## begin Recorded information

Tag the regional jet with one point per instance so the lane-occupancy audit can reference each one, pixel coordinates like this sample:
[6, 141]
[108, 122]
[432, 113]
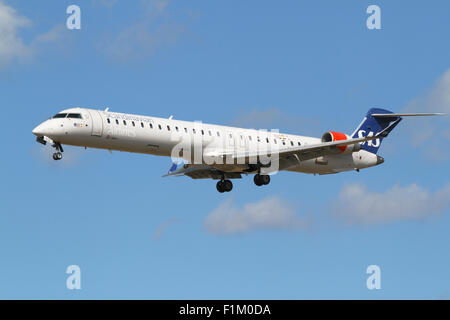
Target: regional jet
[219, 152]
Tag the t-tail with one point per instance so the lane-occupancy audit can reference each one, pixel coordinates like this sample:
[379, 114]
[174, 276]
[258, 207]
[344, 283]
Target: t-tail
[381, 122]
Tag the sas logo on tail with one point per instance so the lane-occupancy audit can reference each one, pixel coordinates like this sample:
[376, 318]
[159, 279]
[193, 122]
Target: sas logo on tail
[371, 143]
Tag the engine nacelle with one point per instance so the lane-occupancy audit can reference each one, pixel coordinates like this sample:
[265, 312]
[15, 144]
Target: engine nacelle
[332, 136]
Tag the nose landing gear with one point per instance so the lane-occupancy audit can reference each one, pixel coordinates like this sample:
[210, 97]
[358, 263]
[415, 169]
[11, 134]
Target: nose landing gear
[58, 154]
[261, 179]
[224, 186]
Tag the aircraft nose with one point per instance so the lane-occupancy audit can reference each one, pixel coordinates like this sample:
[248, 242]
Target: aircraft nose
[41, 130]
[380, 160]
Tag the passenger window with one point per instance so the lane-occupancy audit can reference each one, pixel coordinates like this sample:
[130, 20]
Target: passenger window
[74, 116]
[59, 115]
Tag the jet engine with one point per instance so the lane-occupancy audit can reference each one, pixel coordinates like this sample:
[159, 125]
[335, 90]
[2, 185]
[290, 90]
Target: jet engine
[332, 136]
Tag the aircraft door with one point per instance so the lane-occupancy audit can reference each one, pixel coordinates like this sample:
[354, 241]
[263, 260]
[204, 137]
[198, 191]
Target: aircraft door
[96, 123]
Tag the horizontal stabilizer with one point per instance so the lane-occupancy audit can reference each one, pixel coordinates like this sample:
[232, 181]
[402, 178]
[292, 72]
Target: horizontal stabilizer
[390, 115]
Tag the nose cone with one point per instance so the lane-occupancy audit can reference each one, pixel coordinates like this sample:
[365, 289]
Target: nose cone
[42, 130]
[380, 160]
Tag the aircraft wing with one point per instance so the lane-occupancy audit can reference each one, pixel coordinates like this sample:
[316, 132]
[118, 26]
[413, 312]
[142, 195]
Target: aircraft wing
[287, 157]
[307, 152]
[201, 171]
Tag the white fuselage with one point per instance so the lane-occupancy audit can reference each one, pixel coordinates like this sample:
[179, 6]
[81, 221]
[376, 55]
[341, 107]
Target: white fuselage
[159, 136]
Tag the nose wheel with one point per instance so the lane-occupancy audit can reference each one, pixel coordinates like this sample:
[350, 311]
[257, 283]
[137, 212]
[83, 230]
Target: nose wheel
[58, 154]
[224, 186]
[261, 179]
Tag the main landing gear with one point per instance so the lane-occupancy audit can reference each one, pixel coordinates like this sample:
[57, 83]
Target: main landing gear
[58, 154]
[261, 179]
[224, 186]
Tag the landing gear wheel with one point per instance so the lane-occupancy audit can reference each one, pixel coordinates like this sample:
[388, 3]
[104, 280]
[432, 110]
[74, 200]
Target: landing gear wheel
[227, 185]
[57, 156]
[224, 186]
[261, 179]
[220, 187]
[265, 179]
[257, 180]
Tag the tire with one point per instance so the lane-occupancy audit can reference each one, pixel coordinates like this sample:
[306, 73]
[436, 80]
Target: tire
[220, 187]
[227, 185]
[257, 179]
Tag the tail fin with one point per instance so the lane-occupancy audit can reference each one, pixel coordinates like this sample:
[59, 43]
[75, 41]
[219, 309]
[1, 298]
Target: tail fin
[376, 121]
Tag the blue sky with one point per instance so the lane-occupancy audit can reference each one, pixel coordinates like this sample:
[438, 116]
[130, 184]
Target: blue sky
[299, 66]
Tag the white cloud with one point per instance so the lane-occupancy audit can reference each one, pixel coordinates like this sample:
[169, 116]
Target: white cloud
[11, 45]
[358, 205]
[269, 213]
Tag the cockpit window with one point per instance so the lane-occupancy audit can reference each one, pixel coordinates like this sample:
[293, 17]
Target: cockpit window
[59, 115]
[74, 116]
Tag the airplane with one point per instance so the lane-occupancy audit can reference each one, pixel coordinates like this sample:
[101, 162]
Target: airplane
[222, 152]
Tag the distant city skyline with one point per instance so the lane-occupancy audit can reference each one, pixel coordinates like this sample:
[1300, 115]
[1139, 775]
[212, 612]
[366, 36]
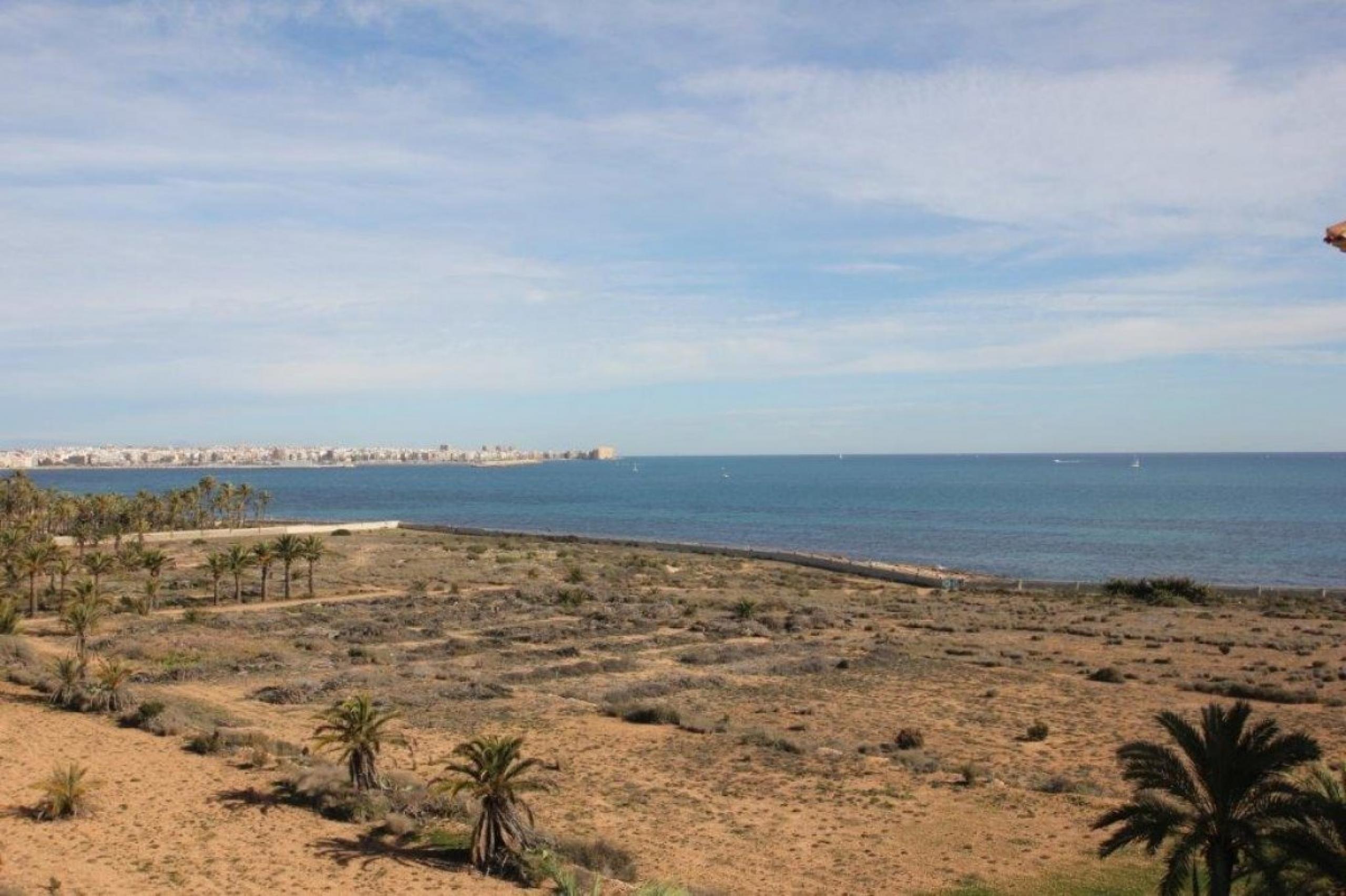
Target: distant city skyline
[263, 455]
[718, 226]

## end Recorded information

Copy the items from the line with "Tag the distant" through the end of the items, including every line, and shift each answer point by adding 116 to both of its coordinates. Leave the picture out of your copy.

Tag the distant city skyline with one point per instance so the lane-occupancy audit can reference each one, pixel coordinates like this sample:
[1300, 115]
[1139, 775]
[212, 612]
[366, 36]
Target: distant city skyline
[379, 571]
[834, 342]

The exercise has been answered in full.